### Kaynak Metin:
Yusuf Yavuzyılmaz Yazdı: İktidar Aydın İlişkileri

15.07.2024

 

Miladi takvime göre 861 yılında vefat eden Zünnun el- Mısri, zamanında alim para ilişkisini şöyle anlatarak eleştiriyor: ” Eskiden bir insan, ilim uğruna malını harcardı, şimdi ise insanlar, ilim sayesinde para kazanıyor. “

( Filozofların Özelikleri, Nihat Keklik, Doğuş yayınları, s: 113)

           

Aydınların siyasal iktidarlar ile olan ilişkisi, bütün zamanların en büyük sorun alanlarından biridir.

Aydınları bekleyen en büyük tehlike, sahip oldukları ilmi, siyasetin emrine vererek, araçsallaştırmaktır. Araçsallaşan ilim, hakikat arayışının değil, iktidar ilişkilerinin yönlendirdi bir araca dönüşür. Bu durum aydını hak arayan kitlelerin önderi ve sözcüsü olmaktan çıkarır ve iktidarın eylemlerini meşrulaştıran, ilmini iktidar için harcayan bir konuma indirger.

### Çalışma Yönergeleri:
(1) İktidar ve aydın ilişkileri metnine göre aşağıdaki soruları cevaplayın.
(a) Zünnun el-Mısri, Miladi takvime göre hangi yılda vefat etmiştir?
(b) Zünnun el-Mısri'den yapılan alıntı hangi kitaptan ve hangi yazarın eserinden alınmıştır?
(c) Metne göre aydınları bekleyen en büyük tehlike nedir?
(2) İktidar ve aydın ilişkileri metnini son cümleden sonra sürdürün.

Şekil etiketleme kayıtları
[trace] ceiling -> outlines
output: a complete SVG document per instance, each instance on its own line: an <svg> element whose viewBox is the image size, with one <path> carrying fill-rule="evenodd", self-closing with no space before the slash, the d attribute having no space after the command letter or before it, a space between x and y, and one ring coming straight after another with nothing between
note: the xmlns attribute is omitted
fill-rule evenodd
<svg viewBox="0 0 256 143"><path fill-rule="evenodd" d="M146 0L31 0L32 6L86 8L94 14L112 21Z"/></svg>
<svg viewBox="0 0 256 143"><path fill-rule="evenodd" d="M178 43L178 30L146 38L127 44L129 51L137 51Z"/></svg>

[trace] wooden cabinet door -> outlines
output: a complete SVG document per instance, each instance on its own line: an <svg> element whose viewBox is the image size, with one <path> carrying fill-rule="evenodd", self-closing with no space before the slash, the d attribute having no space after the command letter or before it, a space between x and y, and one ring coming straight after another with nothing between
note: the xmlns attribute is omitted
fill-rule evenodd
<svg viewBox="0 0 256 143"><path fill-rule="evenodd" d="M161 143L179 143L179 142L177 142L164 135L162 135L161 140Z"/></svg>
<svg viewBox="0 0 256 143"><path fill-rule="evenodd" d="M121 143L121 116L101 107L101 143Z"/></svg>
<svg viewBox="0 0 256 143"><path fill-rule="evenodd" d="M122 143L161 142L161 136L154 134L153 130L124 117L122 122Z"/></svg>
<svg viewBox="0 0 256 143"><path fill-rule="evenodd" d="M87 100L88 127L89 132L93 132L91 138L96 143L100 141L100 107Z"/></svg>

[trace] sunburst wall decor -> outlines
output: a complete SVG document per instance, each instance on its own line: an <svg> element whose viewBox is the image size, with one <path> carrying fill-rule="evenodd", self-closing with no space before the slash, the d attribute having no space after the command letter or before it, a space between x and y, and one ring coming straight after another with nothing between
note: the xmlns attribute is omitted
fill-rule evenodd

### Alıştırma Cevapları:
(1)
(a) 861 yılında.
(b) Nihat Keklik'in "Filozofların Özelikleri" adlı kitabından (Doğuş yayınları, s. 113).
(c) Sahip oldukları ilmi siyasetin emrine vererek araçsallaştırmak.

(2)
Kuşkusuz aydın için turnusol kağıdı, güç merkezleri ve iktidar ile kurduğu ilişkilerdir. Bu ilişkinin sağlıklı kurulamaması aydını, siyasal egemen ideolojinin sözcüsü konumuna düşürür. Böylece aydın, güç merkezinin sözcüsüne dönüşür. Tarih boyunca olduğu gibi, Cumhuriyet modernleşmesi sürecinde de bu gerçeklik tüm çıplaklığı ile yaşanmıştır.

Aydını bekleyen en büyük tuzak, aynı ideolojiden gelen arkadaşlarının iktidar olmasıyla başlayan çelişkili durumdur. Aydın, fikir yoldaşlarının iktidarı ile ideallerinin arasına sıkıştığında yapacağı tercih konumunu belirleyecektir. Öte yandan aydın salt iktidar karşıtı olarak tanımlanamaz. Aydın, iktidar sahiplerinin uygulamaları karşısında tavır geliştirir.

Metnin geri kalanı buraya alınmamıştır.